**PROBLEM STATEMENT:**
Copy the lines word for word, from the line with "</instance>" up to and including the line with "positive clicks: (206, 240)".

[PROVIDED INFORMATION — start]

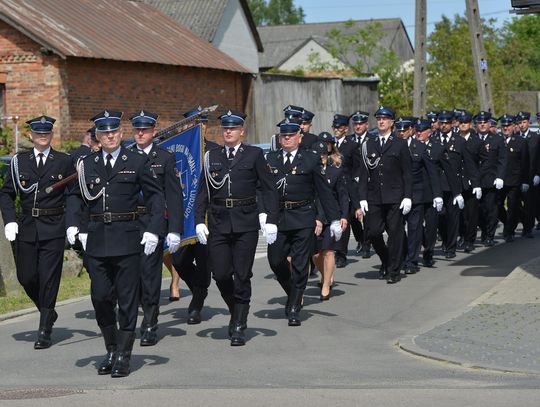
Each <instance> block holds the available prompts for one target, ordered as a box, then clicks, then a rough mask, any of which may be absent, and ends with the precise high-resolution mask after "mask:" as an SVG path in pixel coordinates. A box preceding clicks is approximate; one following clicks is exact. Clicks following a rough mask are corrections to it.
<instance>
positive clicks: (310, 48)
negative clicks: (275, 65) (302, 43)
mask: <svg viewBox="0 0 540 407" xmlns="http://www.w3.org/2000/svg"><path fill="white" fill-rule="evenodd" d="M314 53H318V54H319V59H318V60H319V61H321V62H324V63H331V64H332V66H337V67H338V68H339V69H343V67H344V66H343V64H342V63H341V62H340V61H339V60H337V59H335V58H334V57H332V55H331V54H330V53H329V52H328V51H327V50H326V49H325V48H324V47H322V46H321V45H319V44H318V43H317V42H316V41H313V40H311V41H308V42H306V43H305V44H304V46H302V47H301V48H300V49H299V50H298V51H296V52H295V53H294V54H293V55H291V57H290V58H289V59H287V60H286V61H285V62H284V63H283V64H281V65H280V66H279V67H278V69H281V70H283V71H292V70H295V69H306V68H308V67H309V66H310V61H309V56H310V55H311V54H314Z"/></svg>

[PROVIDED INFORMATION — finish]
[PROVIDED INFORMATION — start]

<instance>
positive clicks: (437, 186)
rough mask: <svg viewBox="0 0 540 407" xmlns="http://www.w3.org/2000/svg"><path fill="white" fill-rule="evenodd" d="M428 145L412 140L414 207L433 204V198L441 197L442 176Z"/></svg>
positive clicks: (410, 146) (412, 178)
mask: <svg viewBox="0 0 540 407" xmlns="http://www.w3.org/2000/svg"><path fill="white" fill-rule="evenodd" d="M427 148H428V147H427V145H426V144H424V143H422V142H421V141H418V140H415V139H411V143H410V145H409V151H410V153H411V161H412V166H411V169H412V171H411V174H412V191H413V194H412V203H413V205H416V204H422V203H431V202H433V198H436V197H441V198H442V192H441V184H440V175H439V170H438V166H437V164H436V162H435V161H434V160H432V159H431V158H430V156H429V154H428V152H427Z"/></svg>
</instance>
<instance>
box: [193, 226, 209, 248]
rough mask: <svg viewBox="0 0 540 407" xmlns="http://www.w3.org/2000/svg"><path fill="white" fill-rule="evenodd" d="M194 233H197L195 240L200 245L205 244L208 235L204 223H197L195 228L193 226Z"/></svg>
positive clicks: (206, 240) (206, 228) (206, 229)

[PROVIDED INFORMATION — finish]

**PROBLEM SOLUTION:**
</instance>
<instance>
box: [193, 226, 209, 248]
rough mask: <svg viewBox="0 0 540 407" xmlns="http://www.w3.org/2000/svg"><path fill="white" fill-rule="evenodd" d="M194 233H197L195 240L200 245L205 244L208 235L204 223H197L195 228L193 226Z"/></svg>
positive clicks: (206, 240) (206, 228) (206, 229)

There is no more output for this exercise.